━━━ Passage to read ━━━

United States Court of Appeals, District of Columbia Circuit
May 12, 1970
427 F.2d 626 (D.C. Cir. 1970)

Opinion

No. 22654.

Argued January 23, 1970.

Decided May 12, 1970.

Mr. John C. Smuck, Washington, D.C., with whom Mr. Cecil A. Beasley, Jr., Washington, D.C. (both appointed by this court) was on the brief, for appellant.

Mr. Roger E. Zuckerman, Asst. U.S. Atty., with whom Messrs. Thomas A. Flannery, U.S. Atty., and John A. Terry, Asst. U.S. Atty., were on the brief, for appellee. Mr. David G. Bress, U.S. Atty., at the time the record was filed, also entered an appearance for appellee.

Before LEVENTHAL, ROBINSON and ROBB, Circuit Judges.


This is an appeal of appellant's conviction under an indictment charging him with carnal knowledge of his ten year old daughter. Appellant's contentions relate to the sufficiency of the evidence and to the procedures by which the defense of insanity, raised by the court over the personal objection of appellant, was presented to the jury.

Our review of the record reveals that this was indeed a very close case with respect to the sufficiency of the required evidence of corroboration of the elements of the offense.

The Government's case against appellant rested primarily on the testimony of the complainant and her nine year old brother. Appellant's wife, the mother of the complainant, invoked her marital privilege and did not testify. The complainant gave straightforward testimony, but only after persistent questioning by the prosecutor. Indeed, when first called to the stand she failed to testify to any sexual relationship with appellant; she gave this testimony incriminating defendant only after she had been recalled, made aware of the presence of the investigating police officer in the courtroom, and permitted to read over to herself the statement that she had given to this officer. Moreover, her prior account, which she gave to a policewoman shortly after the alleged offense, was that her father had not bothered her.

━━━

▶ Task requirements
• 1. List every attorney the opinion names as appearing for the appellee.
• 2. Check each statement against the opinion and give yes or no, quoting the words that decide it: (a) The complainant's mother testified at trial. (b) The case was argued on January 23, 1970. (c) The appellant himself raised the insanity defense.
• 3. Reproduce the part of the opinion from "Mr. Roger E." to "ROBB, Circuit Judges.".

━━━ Given information ━━━

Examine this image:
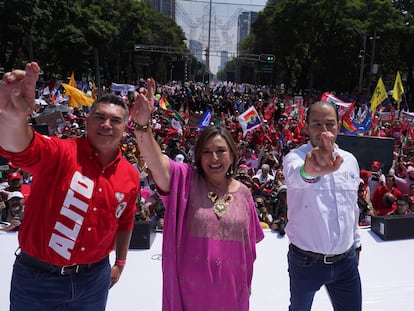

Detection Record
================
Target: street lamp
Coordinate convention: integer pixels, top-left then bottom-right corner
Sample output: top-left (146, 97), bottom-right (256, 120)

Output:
top-left (369, 28), bottom-right (381, 75)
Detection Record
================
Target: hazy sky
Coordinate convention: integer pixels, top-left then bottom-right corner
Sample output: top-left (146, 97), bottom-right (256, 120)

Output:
top-left (176, 0), bottom-right (267, 74)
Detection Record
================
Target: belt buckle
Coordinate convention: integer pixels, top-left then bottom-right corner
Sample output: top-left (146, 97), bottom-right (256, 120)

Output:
top-left (323, 255), bottom-right (335, 265)
top-left (60, 265), bottom-right (79, 275)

━━━

▶ Solutions for each task
• 1. Roger E. Zuckerman, Thomas A. Flannery, John A. Terry, David G. Bress

• 2.
(a) No: "invoked her marital privilege and did not testify."
(b) Yes: "Argued January 23, 1970."
(c) No: "raised by the court over the personal objection of appellant"

• 3.
Mr. Roger E. Zuckerman, Asst. U.S. Atty., with whom Messrs. Thomas A. Flannery, U.S. Atty., and John A. Terry, Asst. U.S. Atty., were on the brief, for appellee. Mr. David G. Bress, U.S. Atty., at the time the record was filed, also entered an appearance for appellee.

Before LEVENTHAL, ROBINSON and ROBB, Circuit Judges.